— begin Listed records —
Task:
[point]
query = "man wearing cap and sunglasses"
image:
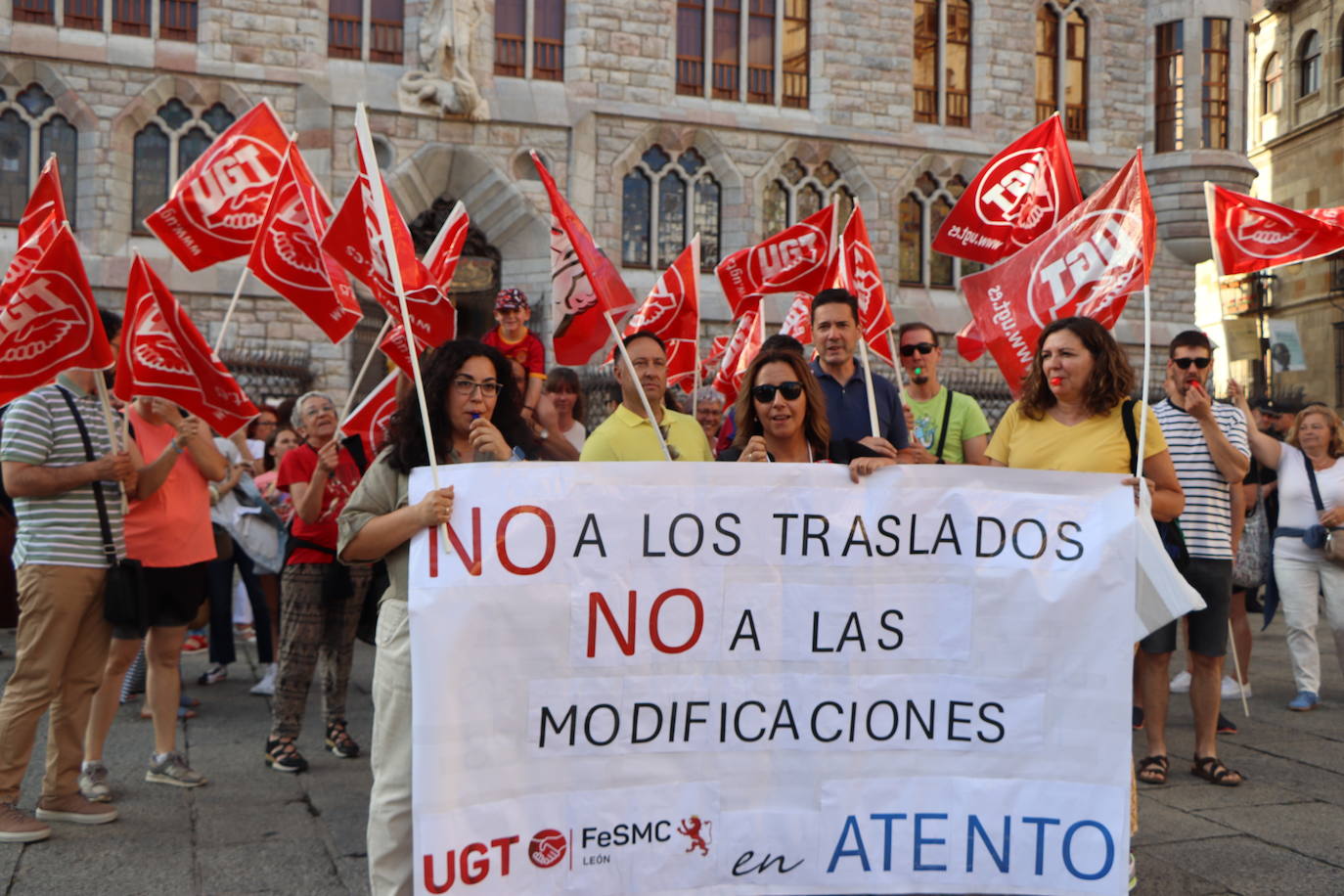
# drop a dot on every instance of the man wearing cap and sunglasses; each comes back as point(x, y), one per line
point(517, 342)
point(948, 424)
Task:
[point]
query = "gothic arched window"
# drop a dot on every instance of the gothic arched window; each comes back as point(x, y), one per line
point(664, 203)
point(165, 147)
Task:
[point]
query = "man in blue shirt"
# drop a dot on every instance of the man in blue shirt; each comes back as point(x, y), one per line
point(834, 332)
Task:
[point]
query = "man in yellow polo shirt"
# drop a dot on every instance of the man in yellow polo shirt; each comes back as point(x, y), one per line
point(626, 435)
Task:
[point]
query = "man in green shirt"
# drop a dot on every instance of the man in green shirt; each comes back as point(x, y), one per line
point(948, 424)
point(626, 434)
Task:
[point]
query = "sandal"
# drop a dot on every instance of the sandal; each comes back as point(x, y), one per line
point(1152, 770)
point(283, 755)
point(338, 740)
point(1213, 770)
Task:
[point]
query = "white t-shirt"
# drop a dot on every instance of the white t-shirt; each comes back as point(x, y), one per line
point(575, 435)
point(1296, 508)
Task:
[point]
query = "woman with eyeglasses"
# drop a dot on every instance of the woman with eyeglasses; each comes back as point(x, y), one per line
point(474, 413)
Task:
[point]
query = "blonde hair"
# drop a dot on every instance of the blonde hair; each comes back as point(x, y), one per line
point(1336, 446)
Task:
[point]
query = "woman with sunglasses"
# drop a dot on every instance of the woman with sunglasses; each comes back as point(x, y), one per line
point(783, 416)
point(474, 411)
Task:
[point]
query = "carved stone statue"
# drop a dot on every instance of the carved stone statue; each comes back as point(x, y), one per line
point(446, 85)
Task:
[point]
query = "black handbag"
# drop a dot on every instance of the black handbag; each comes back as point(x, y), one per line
point(124, 601)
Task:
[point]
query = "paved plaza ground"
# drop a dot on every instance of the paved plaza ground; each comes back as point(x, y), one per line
point(252, 830)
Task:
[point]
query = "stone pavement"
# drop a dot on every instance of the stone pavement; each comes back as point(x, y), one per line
point(252, 830)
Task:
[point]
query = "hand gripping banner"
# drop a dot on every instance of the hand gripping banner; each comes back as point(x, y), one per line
point(680, 679)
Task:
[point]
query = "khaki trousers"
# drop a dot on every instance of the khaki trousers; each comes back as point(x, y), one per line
point(62, 649)
point(390, 798)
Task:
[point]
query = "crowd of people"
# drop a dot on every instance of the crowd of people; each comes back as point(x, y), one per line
point(312, 527)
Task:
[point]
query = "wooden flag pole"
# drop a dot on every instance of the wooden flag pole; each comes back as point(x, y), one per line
point(229, 315)
point(112, 428)
point(366, 147)
point(635, 379)
point(359, 378)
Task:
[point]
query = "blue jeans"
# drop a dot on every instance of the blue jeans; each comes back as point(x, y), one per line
point(221, 589)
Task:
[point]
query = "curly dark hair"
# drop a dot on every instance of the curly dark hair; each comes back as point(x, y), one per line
point(438, 368)
point(1111, 378)
point(815, 424)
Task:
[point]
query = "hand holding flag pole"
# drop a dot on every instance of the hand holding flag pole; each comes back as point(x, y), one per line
point(384, 234)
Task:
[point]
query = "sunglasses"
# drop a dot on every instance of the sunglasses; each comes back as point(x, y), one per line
point(765, 394)
point(1200, 363)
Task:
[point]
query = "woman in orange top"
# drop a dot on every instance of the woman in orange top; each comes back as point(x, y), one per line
point(168, 531)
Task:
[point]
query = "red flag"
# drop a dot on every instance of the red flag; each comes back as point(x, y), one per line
point(162, 355)
point(584, 283)
point(370, 420)
point(50, 323)
point(739, 353)
point(1250, 234)
point(29, 252)
point(441, 258)
point(672, 310)
point(394, 347)
point(46, 202)
point(287, 254)
point(1015, 198)
point(797, 323)
point(354, 241)
point(796, 258)
point(861, 276)
point(1088, 263)
point(970, 345)
point(218, 204)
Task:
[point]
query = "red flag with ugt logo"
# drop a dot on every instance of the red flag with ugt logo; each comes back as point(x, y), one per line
point(46, 202)
point(49, 323)
point(287, 254)
point(1088, 265)
point(354, 241)
point(672, 312)
point(794, 259)
point(1250, 234)
point(585, 284)
point(739, 355)
point(797, 321)
point(370, 420)
point(219, 202)
point(162, 355)
point(861, 276)
point(397, 351)
point(1015, 198)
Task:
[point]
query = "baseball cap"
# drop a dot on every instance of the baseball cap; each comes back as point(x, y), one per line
point(510, 299)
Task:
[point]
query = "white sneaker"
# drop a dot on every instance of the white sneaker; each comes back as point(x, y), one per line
point(266, 687)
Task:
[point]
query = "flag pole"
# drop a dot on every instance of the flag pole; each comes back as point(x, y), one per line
point(635, 379)
point(112, 430)
point(366, 147)
point(233, 304)
point(359, 378)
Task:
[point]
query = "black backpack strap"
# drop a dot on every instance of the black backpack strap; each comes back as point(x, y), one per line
point(946, 422)
point(109, 547)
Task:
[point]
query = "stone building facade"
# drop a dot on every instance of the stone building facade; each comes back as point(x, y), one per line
point(1296, 66)
point(751, 114)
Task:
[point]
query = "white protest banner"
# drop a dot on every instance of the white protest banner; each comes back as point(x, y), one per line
point(765, 679)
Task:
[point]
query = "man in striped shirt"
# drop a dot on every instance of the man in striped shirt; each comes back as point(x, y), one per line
point(62, 567)
point(1211, 454)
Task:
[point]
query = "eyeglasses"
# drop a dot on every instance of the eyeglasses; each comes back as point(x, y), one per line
point(1200, 363)
point(765, 394)
point(464, 385)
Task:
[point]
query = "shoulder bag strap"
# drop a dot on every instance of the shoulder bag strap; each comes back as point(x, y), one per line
point(108, 544)
point(946, 421)
point(1311, 477)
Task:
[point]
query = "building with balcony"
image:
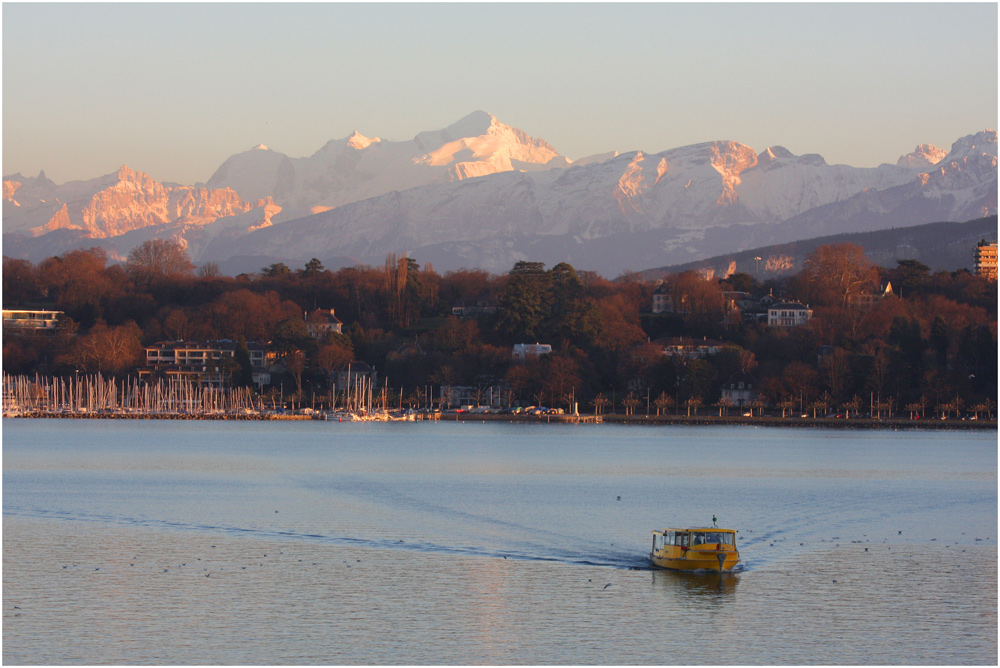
— end Listed records —
[What this task involves] Arrange the lines of the data above as a numbered list, skipping blank lines and leaving out the pictures.

[Written answer]
1. Task:
2. [point]
3. query = "man wearing cap and sunglasses"
4. image:
5. # drop a dot on every instance of the man wearing cap and sunglasses; each comes back as point(x, y), one per line
6. point(517, 342)
7. point(948, 424)
8. Task:
9. [point]
10. query = "gothic arched window"
11. # drop a dot on every instance of the gothic arched window; each comes back as point(x, y), one per line
12. point(664, 203)
13. point(165, 147)
14. Task:
15. [point]
16. query = "man in blue shirt"
17. # drop a dot on every instance of the man in blue shirt; each comes back as point(x, y), one per line
18. point(834, 332)
19. Task:
20. [point]
21. query = "man in yellow polo shirt"
22. # drop a dot on every instance of the man in yellow polo shirt; each comes back as point(x, y), one per line
23. point(626, 435)
24. Task:
25. [point]
26. query = "man in green shirt"
27. # drop a dot on every instance of the man in green shirt; each comes back as point(x, y), one per line
28. point(948, 424)
29. point(626, 434)
30. Task:
31. [point]
32. query = "sandal"
33. # drop a dot on every instance of the sandal; each comes back as point(x, y), one per line
34. point(1152, 770)
35. point(283, 755)
36. point(338, 740)
37. point(1213, 770)
38. Task:
39. [point]
40. query = "white t-shirt"
41. # drop a dot on every instance of the white t-shirt; each comes back as point(x, y), one per line
42. point(575, 435)
43. point(1296, 508)
44. Task:
45. [point]
46. query = "woman with eyeglasses"
47. # drop a dot on every instance of the woman with eyeglasses; each comes back as point(x, y), one per line
48. point(474, 413)
49. Task:
50. [point]
51. query = "blonde hair"
52. # drop a dot on every instance of the blonde hair; each comes back as point(x, y), one per line
53. point(1336, 446)
54. Task:
55. [point]
56. query = "woman with sunglasses"
57. # drop a dot on every instance of the woman with sunglasses; each comes back as point(x, y), one per line
58. point(783, 416)
59. point(474, 411)
60. Task:
61. [point]
62. query = "carved stone statue"
63. # drop a dot on every instance of the carved stone statue; each comes back as point(x, y), one per line
64. point(446, 85)
65. Task:
66. [point]
67. query = "black handbag"
68. # drop a dot on every instance of the black handbag; each comes back as point(x, y), one per line
69. point(124, 601)
70. Task:
71. [point]
72. query = "paved plaza ground"
73. # drop a dot on every instance of the paved plaza ground; each comes back as point(x, y), one per line
74. point(252, 830)
75. Task:
76. [point]
77. query = "stone pavement"
78. # drop a dot on every instance of the stone pavement; each comes back as point(x, y), one per line
79. point(252, 830)
80. Task:
81. [point]
82. query = "hand gripping banner"
83. # drop a dot on every instance of the hand gripping banner; each comes back as point(x, y), one per line
84. point(680, 679)
85. Task:
86. [point]
87. query = "khaki trousers"
88. # drop a dot on every instance of the khaki trousers; each comes back as point(x, y), one per line
89. point(62, 649)
90. point(390, 798)
91. Task:
92. [point]
93. query = "crowd of people"
94. # drop a dot on every instance of the crowd of people; each comes back as point(x, y), one per line
95. point(312, 527)
96. Task:
97. [point]
98. query = "wooden flag pole"
99. # drop a dot on every instance of the wooden flag pole; each comes back as point(x, y), one per line
100. point(229, 315)
101. point(112, 428)
102. point(366, 147)
103. point(635, 379)
104. point(359, 378)
105. Task:
106. [point]
107. query = "blue jeans"
108. # drop a dot on every instance of the blue jeans; each comes back as point(x, y), one per line
109. point(221, 589)
110. Task:
111. [point]
112. query = "curly dark hair"
113. # drop a dot on every instance of the curly dark hair; each comes back as point(x, y), one per line
114. point(438, 368)
115. point(1111, 378)
116. point(815, 424)
117. Task:
118. [point]
119. query = "hand holding flag pole"
120. # drop a dot on every instance of the hand holding flag pole; each comes back as point(x, y), one per line
121. point(384, 234)
122. Task:
123. [point]
124. query = "sunglasses"
125. # drop a dot on every instance of the sunglasses; each comes back as point(x, y), one per line
126. point(765, 394)
127. point(1200, 363)
128. Task:
129. [point]
130. query = "woman in orange top"
131. # drop a dot on every instance of the woman in orange top; each comes back as point(x, y), one per line
132. point(168, 531)
133. Task:
134. [point]
135. query = "red flag"
136. # drop a dot on every instance of the red flag; each comes back as point(x, y), one per line
137. point(162, 355)
138. point(584, 283)
139. point(370, 420)
140. point(50, 323)
141. point(739, 353)
142. point(1250, 234)
143. point(29, 252)
144. point(441, 258)
145. point(672, 310)
146. point(394, 347)
147. point(46, 202)
148. point(287, 254)
149. point(1015, 198)
150. point(797, 323)
151. point(354, 241)
152. point(796, 258)
153. point(861, 276)
154. point(1088, 263)
155. point(970, 345)
156. point(218, 204)
157. Task:
158. [point]
159. query = "red flag with ugt logo"
160. # drop a dot on every instance of the red flag with ugt logo; each comes back as point(x, y), one per line
161. point(46, 202)
162. point(49, 323)
163. point(287, 254)
164. point(1088, 265)
165. point(354, 241)
166. point(672, 312)
167. point(794, 259)
168. point(1250, 234)
169. point(585, 284)
170. point(739, 355)
171. point(797, 321)
172. point(370, 420)
173. point(219, 202)
174. point(162, 355)
175. point(861, 276)
176. point(397, 351)
177. point(1015, 198)
178. Task:
179. [point]
180. query = "baseball cap"
181. # drop a dot on every instance of the baseball cap; each comes back as point(x, y), one per line
182. point(510, 299)
183. Task:
184. [point]
185. query = "white sneaker"
186. # drop a dot on every instance of the white sneaker; each comes back as point(x, y), one per line
187. point(266, 687)
188. Task:
189. [point]
190. query = "flag pole"
191. # drop a dot on every instance of the flag pole; each comes back as point(x, y), one per line
192. point(635, 379)
193. point(112, 430)
194. point(366, 147)
195. point(233, 304)
196. point(359, 378)
197. Task:
198. [point]
199. query = "black backpack strap"
200. # drop a dot on every instance of the black backpack strap; each comes back as point(x, y), one per line
201. point(946, 422)
202. point(109, 547)
203. Task:
204. [point]
205. query = "stone building facade"
206. # drop a dot on every instance of the stone building facade; each comes back as point(x, y), one per line
207. point(1296, 66)
208. point(751, 114)
209. Task:
210. [point]
211. query = "white protest banner"
212. # drop a dot on every instance of the white protest banner; each comes back as point(x, y), one per line
213. point(765, 679)
214. Task:
215. [point]
216. query = "man in striped shirt"
217. # drop a dot on every instance of the man in striped shirt; each comes back as point(x, y), one per line
218. point(62, 567)
219. point(1211, 454)
220. Task:
221. [point]
222. query = "eyeglasses"
223. # drop a dot on every instance of the eyeglasses; each comes back as point(x, y), one per line
224. point(1200, 363)
225. point(765, 394)
226. point(464, 385)
227. Task:
228. [point]
229. query = "shoulder bag strap"
230. # drop a dot on every instance of the shoulder bag strap; each comes back as point(x, y), one per line
231. point(108, 544)
232. point(946, 421)
233. point(1311, 477)
234. Task:
235. [point]
236. query = "building with balcony"
237. image:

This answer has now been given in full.